### Task brief
Everything from the line containing "# locate doorway" to the end of the listing is to be set down exactly, both ends included, and nothing before it.
--------------------------------------------------
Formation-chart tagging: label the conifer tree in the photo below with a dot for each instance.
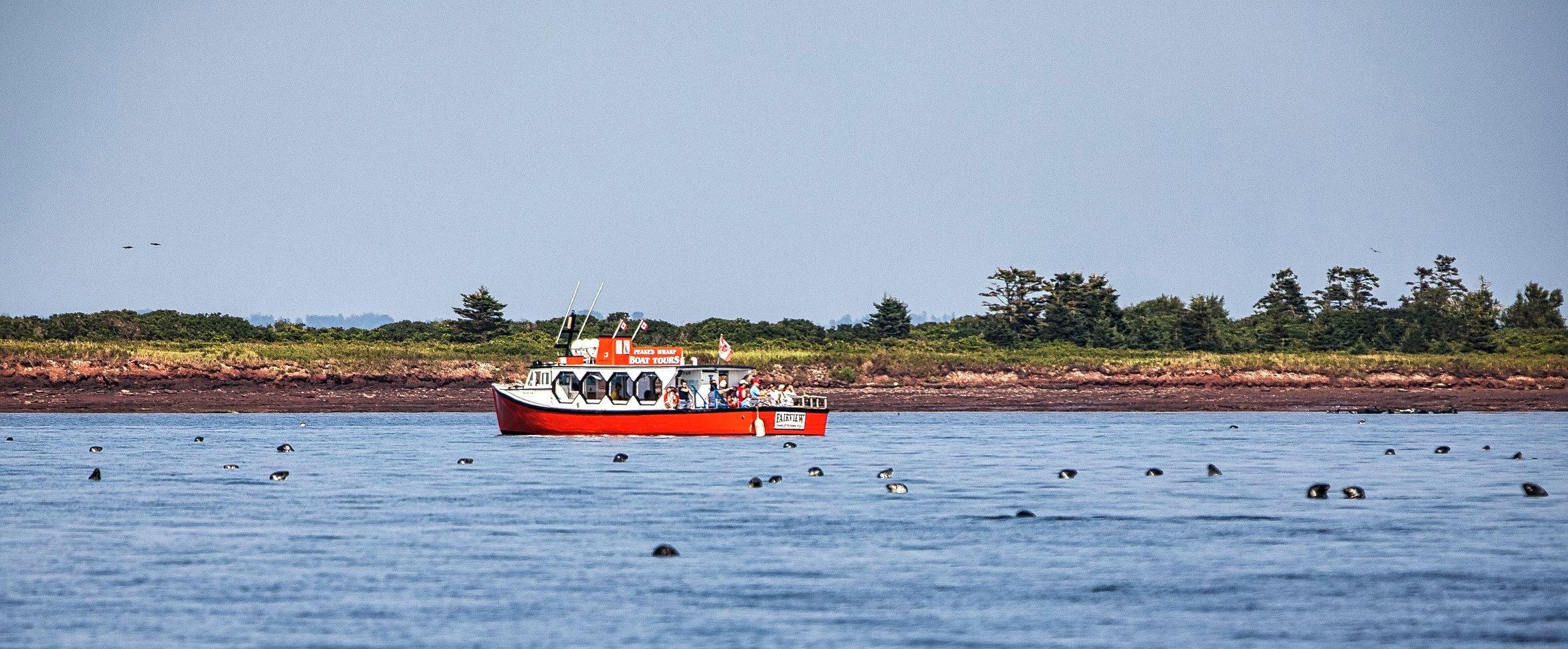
(1535, 308)
(478, 317)
(891, 319)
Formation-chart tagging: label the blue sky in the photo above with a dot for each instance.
(764, 160)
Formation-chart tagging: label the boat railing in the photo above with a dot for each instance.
(813, 402)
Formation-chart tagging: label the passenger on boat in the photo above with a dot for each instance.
(755, 394)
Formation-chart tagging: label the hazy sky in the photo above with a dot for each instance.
(764, 159)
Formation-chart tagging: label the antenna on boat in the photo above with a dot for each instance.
(568, 319)
(590, 312)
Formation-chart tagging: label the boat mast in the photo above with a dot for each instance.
(590, 312)
(567, 320)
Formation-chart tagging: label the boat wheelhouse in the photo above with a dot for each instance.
(612, 386)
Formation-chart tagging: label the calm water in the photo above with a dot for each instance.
(380, 538)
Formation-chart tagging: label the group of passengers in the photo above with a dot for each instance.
(743, 395)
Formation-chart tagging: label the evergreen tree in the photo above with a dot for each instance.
(1155, 324)
(1203, 324)
(1018, 305)
(1081, 311)
(1434, 306)
(891, 319)
(1479, 314)
(478, 317)
(1535, 308)
(1285, 298)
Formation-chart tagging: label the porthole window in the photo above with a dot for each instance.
(620, 388)
(648, 388)
(593, 388)
(567, 386)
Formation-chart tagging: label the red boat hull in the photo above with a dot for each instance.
(516, 417)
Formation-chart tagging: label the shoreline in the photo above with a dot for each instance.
(872, 399)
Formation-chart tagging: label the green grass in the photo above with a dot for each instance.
(910, 358)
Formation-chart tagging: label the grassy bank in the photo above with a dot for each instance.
(839, 363)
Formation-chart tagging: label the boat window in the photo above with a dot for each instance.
(620, 388)
(648, 388)
(593, 388)
(567, 386)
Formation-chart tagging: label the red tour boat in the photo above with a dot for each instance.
(612, 386)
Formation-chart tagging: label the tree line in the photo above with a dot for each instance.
(1438, 312)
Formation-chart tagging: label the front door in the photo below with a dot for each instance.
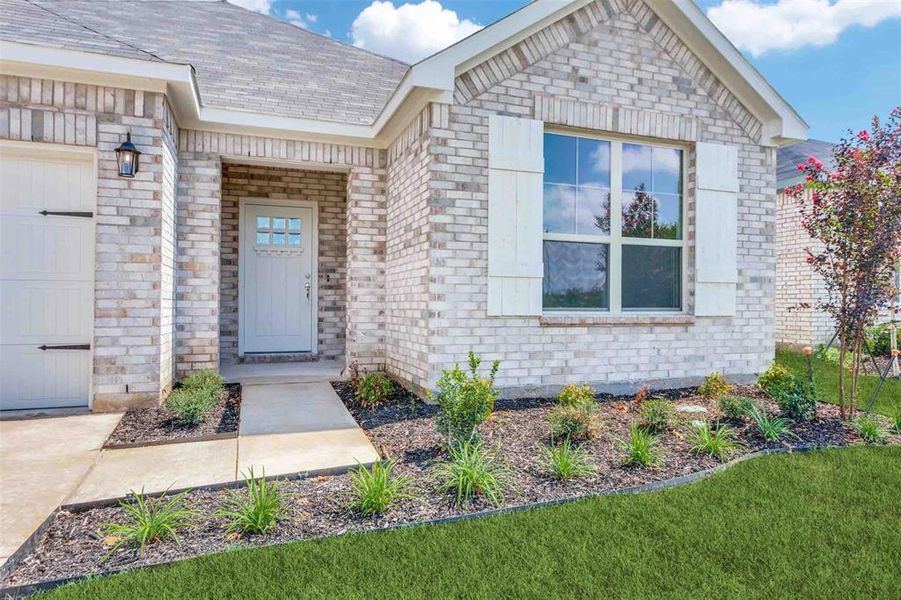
(276, 277)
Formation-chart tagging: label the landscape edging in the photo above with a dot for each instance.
(28, 589)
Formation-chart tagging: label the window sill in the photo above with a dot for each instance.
(622, 320)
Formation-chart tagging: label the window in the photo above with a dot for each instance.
(613, 226)
(278, 231)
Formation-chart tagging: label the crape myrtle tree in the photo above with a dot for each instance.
(854, 215)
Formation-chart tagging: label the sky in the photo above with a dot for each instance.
(838, 62)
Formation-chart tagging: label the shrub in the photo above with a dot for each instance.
(657, 415)
(576, 395)
(776, 376)
(574, 422)
(190, 405)
(375, 488)
(714, 386)
(735, 407)
(772, 429)
(258, 510)
(719, 442)
(206, 379)
(641, 447)
(565, 461)
(869, 429)
(372, 389)
(473, 471)
(149, 520)
(465, 400)
(796, 400)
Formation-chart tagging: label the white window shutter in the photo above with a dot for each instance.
(716, 230)
(515, 177)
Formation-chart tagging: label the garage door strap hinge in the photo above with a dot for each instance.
(65, 347)
(65, 213)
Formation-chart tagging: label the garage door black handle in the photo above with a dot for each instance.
(66, 347)
(64, 213)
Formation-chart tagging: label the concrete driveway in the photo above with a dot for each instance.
(42, 462)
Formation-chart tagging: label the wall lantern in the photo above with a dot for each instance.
(127, 156)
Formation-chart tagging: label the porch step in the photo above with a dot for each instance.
(283, 372)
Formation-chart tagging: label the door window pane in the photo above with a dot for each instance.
(652, 278)
(576, 275)
(559, 159)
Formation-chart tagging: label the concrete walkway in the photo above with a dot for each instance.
(286, 429)
(42, 462)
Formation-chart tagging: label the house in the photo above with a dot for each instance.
(798, 288)
(583, 190)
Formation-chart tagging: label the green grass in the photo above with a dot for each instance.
(822, 524)
(825, 378)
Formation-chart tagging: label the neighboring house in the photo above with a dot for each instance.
(298, 197)
(796, 282)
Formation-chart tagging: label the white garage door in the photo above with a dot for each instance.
(47, 202)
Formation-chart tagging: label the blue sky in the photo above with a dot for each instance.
(838, 62)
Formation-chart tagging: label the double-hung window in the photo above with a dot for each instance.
(613, 225)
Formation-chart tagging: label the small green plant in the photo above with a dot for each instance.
(734, 407)
(565, 461)
(796, 399)
(719, 442)
(869, 429)
(574, 422)
(714, 386)
(473, 471)
(372, 389)
(149, 520)
(576, 395)
(206, 379)
(641, 447)
(375, 488)
(657, 415)
(772, 429)
(258, 510)
(776, 376)
(190, 405)
(466, 400)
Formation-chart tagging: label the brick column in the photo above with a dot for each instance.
(366, 216)
(127, 266)
(198, 230)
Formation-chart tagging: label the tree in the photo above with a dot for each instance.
(854, 214)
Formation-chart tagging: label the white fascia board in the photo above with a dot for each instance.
(781, 123)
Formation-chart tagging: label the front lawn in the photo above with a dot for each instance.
(825, 378)
(822, 524)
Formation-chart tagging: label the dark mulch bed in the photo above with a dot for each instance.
(141, 426)
(405, 431)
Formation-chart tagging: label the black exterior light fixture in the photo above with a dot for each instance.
(127, 157)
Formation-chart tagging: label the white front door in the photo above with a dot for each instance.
(277, 279)
(46, 277)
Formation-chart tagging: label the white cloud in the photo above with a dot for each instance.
(260, 6)
(409, 32)
(758, 27)
(296, 18)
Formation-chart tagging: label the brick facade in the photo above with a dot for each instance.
(796, 283)
(573, 74)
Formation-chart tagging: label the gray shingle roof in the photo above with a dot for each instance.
(789, 157)
(243, 60)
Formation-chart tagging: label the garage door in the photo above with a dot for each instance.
(47, 202)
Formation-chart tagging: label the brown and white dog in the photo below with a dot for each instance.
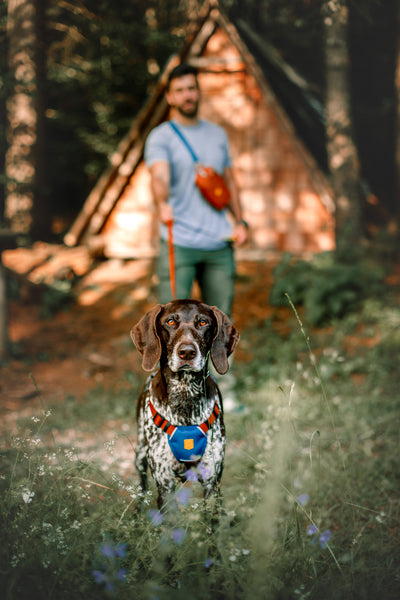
(181, 401)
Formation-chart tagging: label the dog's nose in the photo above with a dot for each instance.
(186, 352)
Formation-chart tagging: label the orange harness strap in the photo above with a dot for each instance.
(169, 428)
(171, 256)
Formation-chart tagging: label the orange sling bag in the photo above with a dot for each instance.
(210, 183)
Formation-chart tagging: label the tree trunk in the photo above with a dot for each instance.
(343, 158)
(25, 203)
(397, 87)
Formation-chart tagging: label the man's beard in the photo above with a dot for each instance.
(190, 111)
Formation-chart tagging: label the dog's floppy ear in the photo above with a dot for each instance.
(146, 339)
(224, 342)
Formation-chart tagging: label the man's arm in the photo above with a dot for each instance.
(160, 182)
(239, 234)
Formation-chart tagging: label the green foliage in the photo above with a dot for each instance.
(310, 488)
(325, 288)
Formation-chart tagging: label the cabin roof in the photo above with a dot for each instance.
(297, 108)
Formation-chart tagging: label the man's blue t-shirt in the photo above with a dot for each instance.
(196, 223)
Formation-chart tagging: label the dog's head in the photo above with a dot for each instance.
(182, 334)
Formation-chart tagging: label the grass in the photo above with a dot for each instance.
(310, 488)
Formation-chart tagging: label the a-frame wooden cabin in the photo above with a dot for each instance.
(285, 195)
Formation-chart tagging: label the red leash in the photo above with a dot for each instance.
(171, 256)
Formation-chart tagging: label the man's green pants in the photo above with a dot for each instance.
(214, 270)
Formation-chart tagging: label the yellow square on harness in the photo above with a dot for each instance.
(188, 444)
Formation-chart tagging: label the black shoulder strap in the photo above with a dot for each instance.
(184, 140)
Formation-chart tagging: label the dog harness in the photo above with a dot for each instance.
(187, 442)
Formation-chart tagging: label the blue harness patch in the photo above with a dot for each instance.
(187, 442)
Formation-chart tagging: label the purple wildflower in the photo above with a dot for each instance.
(121, 574)
(156, 517)
(324, 538)
(191, 475)
(107, 550)
(312, 530)
(303, 499)
(120, 550)
(99, 576)
(183, 496)
(178, 535)
(203, 471)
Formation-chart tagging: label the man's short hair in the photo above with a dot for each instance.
(180, 71)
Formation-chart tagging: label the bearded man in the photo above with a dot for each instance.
(204, 237)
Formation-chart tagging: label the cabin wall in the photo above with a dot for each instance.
(278, 189)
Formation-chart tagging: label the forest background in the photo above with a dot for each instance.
(89, 66)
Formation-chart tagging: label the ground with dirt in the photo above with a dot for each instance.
(86, 343)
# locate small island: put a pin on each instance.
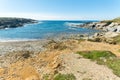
(14, 22)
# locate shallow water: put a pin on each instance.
(44, 29)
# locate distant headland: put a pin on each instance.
(14, 22)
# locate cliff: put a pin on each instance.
(108, 25)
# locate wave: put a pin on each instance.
(18, 40)
(72, 24)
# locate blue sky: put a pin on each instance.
(60, 9)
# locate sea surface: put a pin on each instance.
(44, 30)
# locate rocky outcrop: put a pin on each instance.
(14, 22)
(105, 26)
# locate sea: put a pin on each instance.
(44, 30)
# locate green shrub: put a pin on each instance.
(103, 57)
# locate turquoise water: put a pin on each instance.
(44, 29)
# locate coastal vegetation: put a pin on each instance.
(14, 22)
(103, 58)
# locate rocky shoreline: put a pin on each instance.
(15, 22)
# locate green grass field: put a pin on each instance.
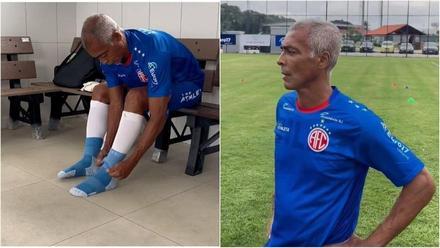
(251, 87)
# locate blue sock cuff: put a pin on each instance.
(112, 158)
(92, 146)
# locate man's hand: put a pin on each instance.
(122, 170)
(353, 241)
(100, 158)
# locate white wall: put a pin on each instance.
(52, 27)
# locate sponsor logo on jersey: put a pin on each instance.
(401, 147)
(152, 66)
(287, 107)
(141, 76)
(283, 128)
(318, 138)
(190, 95)
(325, 115)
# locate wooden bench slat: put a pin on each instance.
(18, 70)
(55, 88)
(16, 45)
(204, 49)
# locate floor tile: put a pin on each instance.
(42, 214)
(120, 232)
(146, 185)
(14, 178)
(190, 218)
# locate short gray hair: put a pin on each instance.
(100, 27)
(321, 37)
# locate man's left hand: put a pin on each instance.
(122, 169)
(353, 241)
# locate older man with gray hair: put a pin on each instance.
(325, 143)
(147, 72)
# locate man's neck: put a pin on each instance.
(318, 92)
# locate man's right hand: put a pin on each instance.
(100, 158)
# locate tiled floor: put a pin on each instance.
(156, 205)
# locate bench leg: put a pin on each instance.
(14, 112)
(35, 116)
(56, 106)
(162, 143)
(196, 157)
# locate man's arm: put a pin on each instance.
(158, 116)
(114, 116)
(412, 199)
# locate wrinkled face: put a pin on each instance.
(297, 65)
(111, 53)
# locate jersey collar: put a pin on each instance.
(319, 107)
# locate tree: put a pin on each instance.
(249, 21)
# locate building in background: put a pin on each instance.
(413, 21)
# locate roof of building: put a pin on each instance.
(394, 29)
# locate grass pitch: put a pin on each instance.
(251, 87)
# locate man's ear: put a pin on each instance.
(324, 60)
(116, 37)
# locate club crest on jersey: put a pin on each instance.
(141, 76)
(318, 138)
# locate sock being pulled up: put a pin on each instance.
(101, 181)
(86, 165)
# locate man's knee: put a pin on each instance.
(136, 100)
(100, 93)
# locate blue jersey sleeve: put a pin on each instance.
(384, 152)
(159, 70)
(110, 77)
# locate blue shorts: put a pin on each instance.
(185, 95)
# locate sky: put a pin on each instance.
(421, 13)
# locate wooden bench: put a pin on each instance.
(199, 119)
(13, 71)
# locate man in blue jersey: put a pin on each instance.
(146, 71)
(325, 143)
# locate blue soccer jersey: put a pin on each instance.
(321, 161)
(157, 60)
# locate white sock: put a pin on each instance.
(97, 119)
(129, 129)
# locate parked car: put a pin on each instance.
(348, 46)
(366, 47)
(429, 48)
(406, 48)
(387, 47)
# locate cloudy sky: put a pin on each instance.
(421, 13)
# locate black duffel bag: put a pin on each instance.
(76, 69)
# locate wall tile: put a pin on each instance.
(135, 15)
(45, 57)
(166, 17)
(41, 21)
(114, 10)
(13, 19)
(66, 17)
(200, 20)
(84, 10)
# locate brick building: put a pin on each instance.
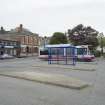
(9, 47)
(28, 41)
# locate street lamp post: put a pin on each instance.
(101, 44)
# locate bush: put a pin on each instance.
(104, 55)
(97, 53)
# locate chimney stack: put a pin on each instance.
(21, 27)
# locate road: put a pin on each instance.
(21, 92)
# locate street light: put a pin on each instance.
(101, 43)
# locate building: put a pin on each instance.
(9, 47)
(29, 42)
(44, 41)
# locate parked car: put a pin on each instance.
(6, 56)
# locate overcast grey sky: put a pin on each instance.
(48, 16)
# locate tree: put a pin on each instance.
(81, 35)
(58, 38)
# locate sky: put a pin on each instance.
(48, 16)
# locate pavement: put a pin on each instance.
(58, 80)
(22, 92)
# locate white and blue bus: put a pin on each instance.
(82, 52)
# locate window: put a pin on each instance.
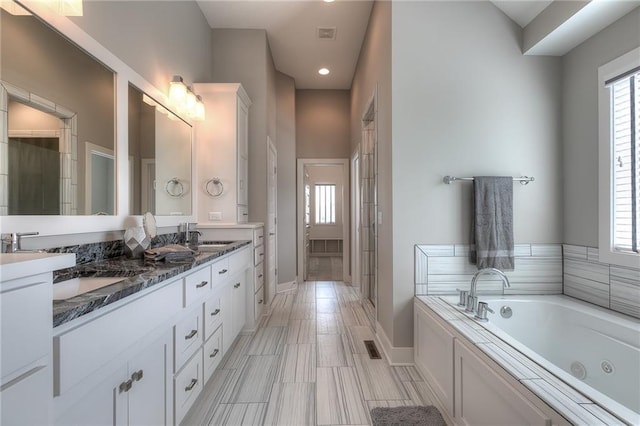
(619, 105)
(325, 204)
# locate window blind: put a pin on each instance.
(625, 108)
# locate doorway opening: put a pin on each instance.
(323, 220)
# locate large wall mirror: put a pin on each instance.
(58, 123)
(160, 167)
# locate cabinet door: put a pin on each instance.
(434, 355)
(483, 397)
(238, 303)
(105, 404)
(148, 393)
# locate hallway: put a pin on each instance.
(306, 365)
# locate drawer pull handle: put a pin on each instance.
(137, 376)
(126, 386)
(191, 385)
--------------------------------------------------
### Task answer
# locate doorway opening: put a pin on each instance.
(323, 220)
# locate large wall mirror: put a pin on each instance.
(58, 123)
(160, 167)
# locate cabinet door: put a pin on each instance.
(434, 355)
(483, 397)
(238, 303)
(105, 404)
(148, 393)
# locate hallway: put a pin on each instance.
(306, 365)
# locate drawer pull handle: put a pin on each instance.
(137, 376)
(126, 386)
(191, 385)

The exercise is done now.